== TEKST DOKUMENTU

Głupie myśli - podsuwa i jeszcze do ich realizacji podstępnie zachęca. Takie znaki niby ostrzegawcze daje (?) Zadręcza... Trzeba uruchomić wszystkie zapasy sił by Mu się przeciwstawić i nie ulec Jego natręctwu.
Hamulce –  On w ogóle ich nie używa, pędzi i ciągnie mnie w przepaść. Doskonale orientuje się, że trudno jest do mnie o części zamienne. Wykorzystuje i mą chwilową paniką rajcuje. Ale trafiła kosa na kamień ;-)... ja też nie mam hamulców i żyję jak na piątym biegu... bez rozpamiętywania, bez żalu, bez smutku... tu i teraz, bo życie jest za krótkie by trwać w jakimkolwiek innym niż szczęśliwym stanie (mimo    Onego upartej obecności) :-))
Chaos – wprowadził w moją codzienność, zakłócił normalne funkcjonowanie... natężając muskuły udowadnia, że jest silniejszy. Słabe to jest – kopać leżącego ;-)
Istnienie. Istnieję! Właśnie "dzięki" Niemu wiem to na pewno! Czuję Jego obecność... Gdybym nie istniała  - Jego obecności bym nie odczuwała ;-)
Jestem człowiekiem - więc miewam chwile słabości i wtedy staję się Mu podległa (niestety;-)) Jednakże na krótko pozwalam Onemu na ten komfort bycia górą nade mną.
Krzyk – nie szept zawstydzony jak u sumienia, nie! zwykły codziennie używany głos – to krzyk właśnie wydobywa się ze mnie gdy mój Kompan mnie dotyka... och!
Listów - nie czyta więc nie piszę do Niego. Choć raz napisałam, wyłuszczyłam Mu wszystko... wykrzyczałam, że nie warto... wzięłam prysznic... zmyłam ile się dało... położyłam się spać i do rana przetrwać bez Onego się udało. Taki maleńki, pierwszy krok :-))
Łzy – nie da się Go stopić ani gorącymi łzami, ani zalać zimnym potem. Wytrzymały  jest jak skała.
Możliwości. Mogłabym istnieć bez Niego. Wcale Go nie potrzebuję do niczego. Nie wiem co On chce mi udowodni (?) A może domyślam się trochę (?)
Niemanie ;-) Nie ma - smaku, barwy, kształtu, zapachu. Ma tylko ciężar wielki i nim próbuje mnie zwalić z nóg... wypełniając sobą każdą komórkę, każdy milimetr mojego ciała.
On - mój Kompan – nie jest silniejszy od innych, ani mniejszy, ani większy – nieporównywalny. Dla każdego mógłby być czymś innym.

====

LISTA ZADAŃ —
1. Pokaż każdy wiersz rekordów, w którym występuje słowo "wire". Wielkość liter ma znaczenie.
2. Poprowadź dalej tekst o natrętnym Kompanie, zaczynając po jego ostatnim zdaniu.

== WYODRĘBNIONE REKORDY

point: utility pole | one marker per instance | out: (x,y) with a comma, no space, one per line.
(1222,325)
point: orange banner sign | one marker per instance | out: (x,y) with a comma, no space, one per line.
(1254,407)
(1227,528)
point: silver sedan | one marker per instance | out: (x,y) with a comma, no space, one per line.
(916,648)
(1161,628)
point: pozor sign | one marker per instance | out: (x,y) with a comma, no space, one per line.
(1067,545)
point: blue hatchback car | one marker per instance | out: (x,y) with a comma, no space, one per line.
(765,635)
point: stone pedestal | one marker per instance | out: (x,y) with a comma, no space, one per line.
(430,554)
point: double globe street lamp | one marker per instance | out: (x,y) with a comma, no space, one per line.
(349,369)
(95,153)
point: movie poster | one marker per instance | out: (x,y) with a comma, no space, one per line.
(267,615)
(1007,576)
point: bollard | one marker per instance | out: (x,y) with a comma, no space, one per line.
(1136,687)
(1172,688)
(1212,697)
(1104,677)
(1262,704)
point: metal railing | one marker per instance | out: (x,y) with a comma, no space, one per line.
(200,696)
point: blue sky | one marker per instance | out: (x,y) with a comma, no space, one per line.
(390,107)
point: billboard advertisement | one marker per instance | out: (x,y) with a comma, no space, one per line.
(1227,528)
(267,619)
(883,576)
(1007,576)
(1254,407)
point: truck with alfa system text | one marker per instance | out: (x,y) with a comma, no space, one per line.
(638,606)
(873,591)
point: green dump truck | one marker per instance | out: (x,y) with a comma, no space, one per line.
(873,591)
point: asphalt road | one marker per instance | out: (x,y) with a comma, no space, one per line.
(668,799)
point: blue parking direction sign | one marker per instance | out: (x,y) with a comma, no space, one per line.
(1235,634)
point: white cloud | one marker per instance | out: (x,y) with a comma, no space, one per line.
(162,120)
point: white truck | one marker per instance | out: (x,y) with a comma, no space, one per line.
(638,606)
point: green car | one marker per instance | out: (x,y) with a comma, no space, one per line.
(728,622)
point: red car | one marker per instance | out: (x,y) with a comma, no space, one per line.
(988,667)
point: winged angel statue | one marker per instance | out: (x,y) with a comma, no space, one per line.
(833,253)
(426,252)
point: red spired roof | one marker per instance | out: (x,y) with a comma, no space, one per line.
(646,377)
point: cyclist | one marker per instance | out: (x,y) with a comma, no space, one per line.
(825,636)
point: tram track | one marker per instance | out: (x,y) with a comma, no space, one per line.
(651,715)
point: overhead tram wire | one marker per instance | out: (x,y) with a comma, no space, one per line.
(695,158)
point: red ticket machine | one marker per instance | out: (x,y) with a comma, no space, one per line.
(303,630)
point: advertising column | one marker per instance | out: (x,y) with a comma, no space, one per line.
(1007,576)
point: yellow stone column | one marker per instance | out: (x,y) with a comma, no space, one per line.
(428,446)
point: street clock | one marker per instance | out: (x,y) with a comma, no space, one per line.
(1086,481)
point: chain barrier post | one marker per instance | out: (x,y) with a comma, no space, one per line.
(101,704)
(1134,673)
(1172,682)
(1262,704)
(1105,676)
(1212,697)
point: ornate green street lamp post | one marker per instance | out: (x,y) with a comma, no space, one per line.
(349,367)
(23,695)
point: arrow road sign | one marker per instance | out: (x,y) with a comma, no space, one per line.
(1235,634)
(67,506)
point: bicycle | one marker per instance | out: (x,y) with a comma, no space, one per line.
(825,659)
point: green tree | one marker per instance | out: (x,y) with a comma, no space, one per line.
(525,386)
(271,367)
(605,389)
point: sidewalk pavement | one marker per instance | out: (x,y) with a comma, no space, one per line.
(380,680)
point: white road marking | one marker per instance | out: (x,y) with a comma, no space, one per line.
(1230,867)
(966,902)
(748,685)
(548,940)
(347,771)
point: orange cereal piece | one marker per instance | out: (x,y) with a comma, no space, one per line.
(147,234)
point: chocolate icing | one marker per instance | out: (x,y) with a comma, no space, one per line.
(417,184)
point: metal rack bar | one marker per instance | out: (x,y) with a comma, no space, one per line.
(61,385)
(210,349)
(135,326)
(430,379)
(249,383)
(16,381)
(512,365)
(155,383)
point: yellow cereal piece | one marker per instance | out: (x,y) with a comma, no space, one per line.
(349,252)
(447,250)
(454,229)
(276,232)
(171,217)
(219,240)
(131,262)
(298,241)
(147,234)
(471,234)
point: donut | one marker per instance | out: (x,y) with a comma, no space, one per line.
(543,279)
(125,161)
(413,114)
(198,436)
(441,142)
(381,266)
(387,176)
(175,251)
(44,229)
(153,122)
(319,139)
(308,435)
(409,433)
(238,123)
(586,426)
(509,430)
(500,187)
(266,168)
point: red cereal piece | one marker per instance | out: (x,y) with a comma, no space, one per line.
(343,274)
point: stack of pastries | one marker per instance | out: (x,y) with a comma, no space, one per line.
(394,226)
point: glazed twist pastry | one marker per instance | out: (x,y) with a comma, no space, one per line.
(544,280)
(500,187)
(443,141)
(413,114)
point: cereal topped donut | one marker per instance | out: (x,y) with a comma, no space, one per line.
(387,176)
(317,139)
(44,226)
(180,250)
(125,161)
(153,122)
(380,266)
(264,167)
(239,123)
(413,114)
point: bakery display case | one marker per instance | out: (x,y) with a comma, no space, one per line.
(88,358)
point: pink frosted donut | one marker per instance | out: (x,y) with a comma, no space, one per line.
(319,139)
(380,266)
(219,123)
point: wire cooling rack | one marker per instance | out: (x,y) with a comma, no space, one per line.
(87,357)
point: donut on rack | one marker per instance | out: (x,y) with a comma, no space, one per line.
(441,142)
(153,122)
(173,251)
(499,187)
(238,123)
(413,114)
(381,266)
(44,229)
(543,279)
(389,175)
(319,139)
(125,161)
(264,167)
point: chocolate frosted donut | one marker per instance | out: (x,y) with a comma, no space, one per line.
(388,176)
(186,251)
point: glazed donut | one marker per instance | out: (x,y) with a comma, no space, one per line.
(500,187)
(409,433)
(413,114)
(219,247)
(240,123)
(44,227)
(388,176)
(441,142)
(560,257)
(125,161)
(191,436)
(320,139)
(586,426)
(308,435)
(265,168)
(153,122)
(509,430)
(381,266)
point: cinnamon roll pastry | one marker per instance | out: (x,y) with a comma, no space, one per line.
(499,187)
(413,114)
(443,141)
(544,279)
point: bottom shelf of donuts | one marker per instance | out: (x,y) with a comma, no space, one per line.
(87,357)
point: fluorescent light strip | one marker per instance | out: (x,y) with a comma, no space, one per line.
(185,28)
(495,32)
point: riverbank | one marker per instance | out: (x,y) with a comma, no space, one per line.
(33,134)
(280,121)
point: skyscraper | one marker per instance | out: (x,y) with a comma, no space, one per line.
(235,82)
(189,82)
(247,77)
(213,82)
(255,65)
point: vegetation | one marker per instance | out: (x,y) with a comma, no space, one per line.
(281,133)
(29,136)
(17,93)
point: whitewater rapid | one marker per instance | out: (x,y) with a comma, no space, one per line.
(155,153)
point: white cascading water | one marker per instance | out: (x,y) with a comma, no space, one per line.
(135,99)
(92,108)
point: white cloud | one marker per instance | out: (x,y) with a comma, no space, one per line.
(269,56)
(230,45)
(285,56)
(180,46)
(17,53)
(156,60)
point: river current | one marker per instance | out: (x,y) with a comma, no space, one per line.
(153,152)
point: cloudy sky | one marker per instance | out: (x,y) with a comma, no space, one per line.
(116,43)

====

WYNIKI ZADAŃ —
1.
point: overhead tram wire | one marker per instance | out: (x,y) with a comma, no space, one per line.
point: wire cooling rack | one marker per instance | out: (x,y) with a comma, no space, one per line.

2.
Pozbawianie. Pozbawia radości - sprawiając fizyczne i psychiczne cierpienia. Patrzę na siebie jak na mocno dojrzałe, ale jeszcze pokwitające;-) drzewo, a On? On do mnie dopada i widzę jak przez Niego więdnę.
Rozmaitości. Rozmaite sposoby ćwiczę by nie tracić cennego... przeznaczonego na co innego i w innym ujęciu niż ON mi oferuje... Czasu. Bardzo się cieszę, że On jest mój, a nie czyjś, kogoś bliskiego dla mnie. To  jest ten rodzaj egoizmu, taki cenny... wydaje mi się :-) kiedy nie chcesz dzielić się z kimś, ani nic dla kogoś, itp.
Szkody. Szkodzi mi Ten drań choć paradoksalnie to dzięki Onemu otworzyły mi się nowe okna... nowe, jeszcze lepsze spojrzenie na świat i jeszcze głębsze docenianie tego co mam!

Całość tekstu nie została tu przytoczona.